▶ **TEXT SEGMENT**:
________________________
Run and export HT-Demucs / Demucs music source separation as ONNX. Pure numpy + onnxruntime inference (no PyTorch). Fixes the 4 blockers that prevent vanilla torch.onnx.export from working on htdemucs.
Project description
demucs-onnx
The canonical way to run and export HT-Demucs / Demucs music source separation as ONNX. Pure numpy + onnxruntime at inference (no PyTorch), and a one-liner export pipeline that fixes the four known blockers in
torch.onnx.export. Powers the StemSplit production stack.
pip install demucs-onnx
demucs-onnx separate song.mp3 stems/ # writes drums/bass/other/vocals.wav
That's the whole thing. Models auto-download from the Hugging Face Hub on first run and are cached forever.
Why this package exists
For the entire history of the demucs
repo (2021 – 2026) nobody on PyPI has shipped working ONNX export
tooling for HT-Demucs. Searching GitHub turns up half a dozen abandoned
forks, all stuck on one of four blockers, all without a working .onnx
file to show for it. The official demucs README has no mention of ONNX.
We solved it. This package ships:
- A pure-numpy + onnxruntime inference path that runs the official HT-Demucs FT models with no PyTorch dependency. Install footprint drops from ~2 GB (PyTorch) to ~50 MB (onnxruntime).
- A one-call export pipeline —
export_to_onnx("htdemucs_ft", ...)— that applies all four patches, parity-checks the output against PyTorch fp32, and only writes the file if max abs diff < 1e-3. - The same patches as independent, grep-able modules (
stft.py,mha.py,pos_embed.py,segment.py) so you can debug your own exports of related architectures.
________________________
▶ **WHAT YOU NEED TO DO**:
**a)** Update the demucs-onnx description between "We solved it." and "to ~50 MB (onnxruntime).", inclusive, writing that part out again with "ONNX Runtime" in place of "onnxruntime".
**b)** According to the demucs-onnx description, how much does the install footprint shrink without PyTorch?
**c)** Pick up the demucs-onnx description after its last sentence and keep writing it.
The lines after this come from a source separate from the demucs-onnx description.

▶ **SUPPLIED MATERIAL**:
________________________
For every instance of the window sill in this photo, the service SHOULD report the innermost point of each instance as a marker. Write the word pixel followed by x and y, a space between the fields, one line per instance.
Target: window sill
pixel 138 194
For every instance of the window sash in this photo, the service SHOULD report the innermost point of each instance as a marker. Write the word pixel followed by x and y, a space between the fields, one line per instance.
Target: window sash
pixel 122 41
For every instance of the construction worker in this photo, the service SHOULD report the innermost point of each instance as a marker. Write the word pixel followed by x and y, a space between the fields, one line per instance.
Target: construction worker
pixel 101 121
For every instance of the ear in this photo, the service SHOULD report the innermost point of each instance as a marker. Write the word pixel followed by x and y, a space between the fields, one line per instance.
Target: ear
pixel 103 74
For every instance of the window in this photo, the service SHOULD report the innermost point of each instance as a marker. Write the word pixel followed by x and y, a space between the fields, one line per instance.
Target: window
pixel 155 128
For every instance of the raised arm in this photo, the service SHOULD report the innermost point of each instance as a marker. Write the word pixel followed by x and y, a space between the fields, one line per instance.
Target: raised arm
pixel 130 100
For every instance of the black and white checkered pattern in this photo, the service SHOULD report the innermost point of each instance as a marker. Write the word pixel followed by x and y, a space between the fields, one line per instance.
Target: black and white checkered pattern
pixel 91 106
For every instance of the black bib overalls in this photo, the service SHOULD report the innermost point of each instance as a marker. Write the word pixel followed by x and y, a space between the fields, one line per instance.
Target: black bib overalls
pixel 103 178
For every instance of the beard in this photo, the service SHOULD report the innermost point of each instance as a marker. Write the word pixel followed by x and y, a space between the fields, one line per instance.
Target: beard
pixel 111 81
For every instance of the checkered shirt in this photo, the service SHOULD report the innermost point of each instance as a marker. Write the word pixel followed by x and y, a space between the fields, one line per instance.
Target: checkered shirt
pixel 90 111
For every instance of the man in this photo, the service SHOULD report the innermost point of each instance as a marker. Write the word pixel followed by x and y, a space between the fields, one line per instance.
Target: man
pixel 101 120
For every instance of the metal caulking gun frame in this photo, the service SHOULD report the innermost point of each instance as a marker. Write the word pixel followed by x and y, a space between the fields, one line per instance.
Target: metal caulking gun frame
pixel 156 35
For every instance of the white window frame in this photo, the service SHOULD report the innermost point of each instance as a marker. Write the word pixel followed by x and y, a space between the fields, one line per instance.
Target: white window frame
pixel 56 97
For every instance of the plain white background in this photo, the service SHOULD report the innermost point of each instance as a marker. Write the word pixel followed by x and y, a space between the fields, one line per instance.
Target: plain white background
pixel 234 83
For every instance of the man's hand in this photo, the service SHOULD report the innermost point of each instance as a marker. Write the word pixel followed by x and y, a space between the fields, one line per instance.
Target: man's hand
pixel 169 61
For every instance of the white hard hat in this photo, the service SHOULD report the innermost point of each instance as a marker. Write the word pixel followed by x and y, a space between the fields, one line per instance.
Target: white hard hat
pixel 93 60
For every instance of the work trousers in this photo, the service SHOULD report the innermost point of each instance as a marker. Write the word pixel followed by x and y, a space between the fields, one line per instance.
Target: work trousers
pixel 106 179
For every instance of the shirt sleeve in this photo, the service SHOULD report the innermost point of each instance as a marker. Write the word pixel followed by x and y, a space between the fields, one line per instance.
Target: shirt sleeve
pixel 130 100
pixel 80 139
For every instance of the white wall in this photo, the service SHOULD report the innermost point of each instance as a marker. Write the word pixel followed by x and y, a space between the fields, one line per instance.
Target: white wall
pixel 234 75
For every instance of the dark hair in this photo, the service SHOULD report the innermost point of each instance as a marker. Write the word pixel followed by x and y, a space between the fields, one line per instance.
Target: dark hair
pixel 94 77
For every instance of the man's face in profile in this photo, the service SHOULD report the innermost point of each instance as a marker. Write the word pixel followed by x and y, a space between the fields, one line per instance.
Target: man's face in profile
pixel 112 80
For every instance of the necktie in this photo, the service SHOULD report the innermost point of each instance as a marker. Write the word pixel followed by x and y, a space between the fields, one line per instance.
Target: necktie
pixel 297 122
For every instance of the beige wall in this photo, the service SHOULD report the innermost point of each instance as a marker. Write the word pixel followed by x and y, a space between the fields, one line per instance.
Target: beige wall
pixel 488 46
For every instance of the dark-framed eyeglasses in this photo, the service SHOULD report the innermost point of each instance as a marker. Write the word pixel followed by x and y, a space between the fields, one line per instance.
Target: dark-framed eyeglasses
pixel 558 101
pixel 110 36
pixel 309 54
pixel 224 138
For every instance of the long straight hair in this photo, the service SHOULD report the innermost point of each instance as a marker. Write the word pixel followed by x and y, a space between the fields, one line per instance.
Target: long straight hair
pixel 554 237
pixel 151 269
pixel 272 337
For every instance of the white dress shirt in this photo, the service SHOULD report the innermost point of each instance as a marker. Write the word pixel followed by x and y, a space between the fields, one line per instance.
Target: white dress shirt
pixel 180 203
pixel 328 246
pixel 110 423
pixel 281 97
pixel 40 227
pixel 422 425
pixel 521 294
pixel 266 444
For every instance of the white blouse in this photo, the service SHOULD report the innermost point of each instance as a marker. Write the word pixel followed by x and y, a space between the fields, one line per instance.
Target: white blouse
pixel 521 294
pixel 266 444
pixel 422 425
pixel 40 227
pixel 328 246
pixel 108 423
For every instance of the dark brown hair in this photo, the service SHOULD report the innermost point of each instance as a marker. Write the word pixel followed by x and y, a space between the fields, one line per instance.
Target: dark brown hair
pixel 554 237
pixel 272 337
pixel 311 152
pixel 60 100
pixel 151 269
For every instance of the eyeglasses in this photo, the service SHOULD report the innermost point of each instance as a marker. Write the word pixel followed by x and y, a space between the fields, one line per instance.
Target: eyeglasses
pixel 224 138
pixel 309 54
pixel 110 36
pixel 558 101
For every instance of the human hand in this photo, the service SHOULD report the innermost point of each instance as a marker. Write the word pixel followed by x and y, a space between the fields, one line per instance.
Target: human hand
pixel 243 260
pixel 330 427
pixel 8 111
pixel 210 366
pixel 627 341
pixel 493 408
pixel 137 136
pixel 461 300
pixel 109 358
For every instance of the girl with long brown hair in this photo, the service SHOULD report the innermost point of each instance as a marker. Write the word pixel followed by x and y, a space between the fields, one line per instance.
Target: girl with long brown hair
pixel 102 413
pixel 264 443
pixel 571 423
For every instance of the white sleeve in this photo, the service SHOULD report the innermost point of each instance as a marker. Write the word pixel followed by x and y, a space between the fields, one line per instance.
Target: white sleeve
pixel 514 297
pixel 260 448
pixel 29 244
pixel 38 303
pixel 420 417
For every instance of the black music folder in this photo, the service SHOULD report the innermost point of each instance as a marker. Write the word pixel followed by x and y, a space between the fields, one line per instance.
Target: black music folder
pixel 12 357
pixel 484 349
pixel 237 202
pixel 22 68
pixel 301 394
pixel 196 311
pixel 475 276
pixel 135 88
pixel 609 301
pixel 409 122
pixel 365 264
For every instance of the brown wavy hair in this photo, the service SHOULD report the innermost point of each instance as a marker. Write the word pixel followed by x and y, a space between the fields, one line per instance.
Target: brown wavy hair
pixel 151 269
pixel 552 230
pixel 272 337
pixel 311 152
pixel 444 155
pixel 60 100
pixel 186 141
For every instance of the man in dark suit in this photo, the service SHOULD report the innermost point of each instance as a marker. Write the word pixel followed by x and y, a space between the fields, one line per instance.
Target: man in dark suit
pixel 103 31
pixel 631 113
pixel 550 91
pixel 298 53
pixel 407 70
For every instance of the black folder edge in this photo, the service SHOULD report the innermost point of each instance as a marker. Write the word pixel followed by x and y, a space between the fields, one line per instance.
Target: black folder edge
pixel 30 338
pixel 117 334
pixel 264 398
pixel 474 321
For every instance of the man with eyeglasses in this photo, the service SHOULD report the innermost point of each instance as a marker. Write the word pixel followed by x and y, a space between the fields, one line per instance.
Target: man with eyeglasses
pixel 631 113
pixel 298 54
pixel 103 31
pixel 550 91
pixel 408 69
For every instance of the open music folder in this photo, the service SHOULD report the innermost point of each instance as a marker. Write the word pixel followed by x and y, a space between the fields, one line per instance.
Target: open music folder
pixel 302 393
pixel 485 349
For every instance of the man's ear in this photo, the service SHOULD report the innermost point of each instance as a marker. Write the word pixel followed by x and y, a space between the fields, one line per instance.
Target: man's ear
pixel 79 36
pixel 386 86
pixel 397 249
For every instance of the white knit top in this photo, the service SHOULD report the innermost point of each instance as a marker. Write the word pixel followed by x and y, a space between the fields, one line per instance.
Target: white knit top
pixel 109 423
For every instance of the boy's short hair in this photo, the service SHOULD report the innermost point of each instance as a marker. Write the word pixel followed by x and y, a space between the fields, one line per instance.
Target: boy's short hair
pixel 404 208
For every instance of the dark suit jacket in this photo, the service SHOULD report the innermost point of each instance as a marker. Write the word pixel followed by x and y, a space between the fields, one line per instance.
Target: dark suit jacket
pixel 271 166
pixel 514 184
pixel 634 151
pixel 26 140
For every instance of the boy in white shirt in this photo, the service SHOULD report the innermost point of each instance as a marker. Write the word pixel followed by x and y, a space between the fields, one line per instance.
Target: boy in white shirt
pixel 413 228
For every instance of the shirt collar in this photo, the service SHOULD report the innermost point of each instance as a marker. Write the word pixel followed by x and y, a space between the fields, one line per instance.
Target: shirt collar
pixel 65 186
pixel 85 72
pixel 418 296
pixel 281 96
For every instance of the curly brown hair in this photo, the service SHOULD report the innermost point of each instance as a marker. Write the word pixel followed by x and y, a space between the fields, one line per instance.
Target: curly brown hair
________________________
▶ **RESULTS OF THE TASKS**:
**a)**
We solved it. This package ships:
- A pure-numpy + ONNX Runtime inference path that runs the official HT-Demucs FT models with no PyTorch dependency. Install footprint drops from ~2 GB (PyTorch) to ~50 MB (ONNX Runtime).

**b)** From about 2 GB (PyTorch) to about 50 MB (onnxruntime).

**c)**
Mirror published as five Hugging Face repos under
StemSplitio for direct download.
| Want to … | Use this |
|---|---|
| Run htdemucs_ft on CPU / mobile / web with no PyTorch | from demucs_onnx import separate |
| Convert your own demucs checkpoint to ONNX | from demucs_onnx.export import export_to_onnx |
| Skip the infrastructure entirely | The hosted StemSplit API |
Comparison vs alternatives
| Project | Working ONNX export? | Working ONNX inference? | PyPI? |
|---|---|---|---|
| demucs-onnx (this) | Yes, parity-verified to 1.6e-4 | Yes, no torch needed | Yes |
facebookresearch/demucs |
No (4 blockers, see below) | n/a | Yes (PyTorch only) |
lstm-mode/demucs-onnx (GH fork) |
Stuck on STFT complex blocker | n/a | No |
| Various Stack Overflow gists | Each stuck on one of the 4 blockers | n/a | No |
mvsep / Audio Separator GUIs |
Use bundled MDX/UVR ONNX, not htdemucs | Yes for MDX, not htdemucs | n/a |
If you find a comparable working solution after this package was published — please open an issue so we can update this table.
Quick start
Install
pip install demucs-onnx # inference only — onnxruntime + numpy + soundfile
pip install "demucs-onnx[export]" # also installs torch + demucs for the export pipeline
Separate (Python)
from demucs_onnx import separate
# Full 4-stem bag (default). Auto-downloads from HF on first run.
stems = separate("song.mp3")
# stems: {"drums": ndarray (2, S), "bass": ..., "other": ..., "vocals": ...}
# Just one stem — 4× faster, 75% less RAM, model size 316 MB instead of 1.26 GB.
from demucs_onnx import separate_stem
vocals = separate_stem("song.mp3", "vocals")
# Write the WAVs out as you separate.
separate("song.mp3", "stems/", model="htdemucs_ft", verbose=True)
Separate (CLI)
demucs-onnx separate song.mp3 stems/
demucs-onnx separate song.mp3 stems/ --stem vocals
demucs-onnx separate song.mp3 stems/ --stems drums vocals
demucs-onnx separate song.mp3 stems/ --provider coreml # macOS GPU
demucs-onnx separate song.mp3 stems/ --provider cuda # NVIDIA
demucs-onnx separate song.mp3 stems/ --provider dml # any DX12 GPU
demucs-onnx list-models
Export (Python)
from demucs_onnx.export import export_to_onnx
# Export every specialist of htdemucs_ft into out/ as 4 .onnx files.
paths = export_to_onnx("htdemucs_ft", "out/")
# paths == {"drums": Path("out/htdemucs_ft_drums.onnx"), "bass": ..., ...}
# Export just the vocals specialist to a single file.
export_to_onnx("htdemucs_ft", "vocals.onnx", stem="vocals")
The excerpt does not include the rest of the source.